## Exercise task 1
Answer these from the Edius encoding thread, one line each:
(a) How long did encoding the 45-minute project to MPEG with the Canopus Procoder take?
(b) According to the first reply, how many times the pixels and data does the original footage carry compared with SD?
(c) Which program does the final reply's author use for encoding?
## Exercise task 2
Extend the Edius encoding thread past its final sentence.

I'm running Edius 4.51 on a dual quad core processor. I've captured HDV footage using the Canopus HQ setting in project settings. After editing I downconverted to make an SD DVD. Encoding to MPEG, using the Canopus procoder took almost 4 hours for a 45 minute project. Is this normal? When working with an SD project it usually encodes at a 1:1 ratio.




Quote

I am not sure if this is normal but I can tell you definitely takes longer. Remember you are taking original footage with 3 times the pixels and data and squeezing it down to SD. It is going to take longer. Those numbers don't sound great but they seem in the ball park. A quad core encoding SD to SD just flies but HD is much more intensive.

Also the downconverted SD DVD looks very soft to me. It almost looks out of focus. I'm using all of the standard presets which yield excellent results for me when working in SD. The original HDV footage looks very very sharp when played directly on a monitor.

Can anyone guide me through this? Should I be downconverting in the camera upon capturing? Am I missing a setting somewhere? Again, thanks to anyone for advice.



This has been a small complaint by some Edius users. It seems to be a little soft but not so much that customers are going to complain about it. I use Procoder Express to do the encoding and have had no complaints. It isn't going to be as crisp as HD....you are dumping lots of pixels. It may seem a little softer because you are so used to looking at it in full rez on your screen. If the customer is not paying extra for HD editing and a Bluray delivery I always export to SD out of the camera. It just makes everything easy and fast that way. If they don't want to pay for HD editing why should I spend the time doing it that way. My upgrade charge is very small and affordable. If they don't pay I am not wasting my time editing in HD to deliver in SD. Just not worth it even with a quad core machine.

## Recorded information
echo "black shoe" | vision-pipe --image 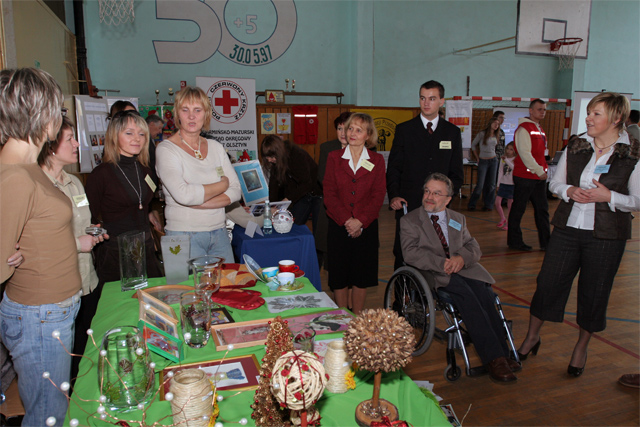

## Exercise result 1
(a) Almost 4 hours.
(b) 3 times.
(c) Procoder Express.

## Exercise result 2
Some Edius users have created a workflow to create the best quality HD to SD encodes over in the Canopus support forums. If you do some digging and searching there you will find the thread. It is a very cumbersome and time consuming process but they say it gives really great looking SD. I don't worry about it. I just encode and deliver what PCE spits out. No complaints so far.

Check around on the Canopus forums. There are some very knowledgeable users there. Whenever I have a problem that is where I look first.



Why does a gorilla have big nostrils.......cause it has big fingers.

frog blog


sicnarf
User

Jun 4, 2008, 4:31 PM

Post #3 of 15 (1555 views)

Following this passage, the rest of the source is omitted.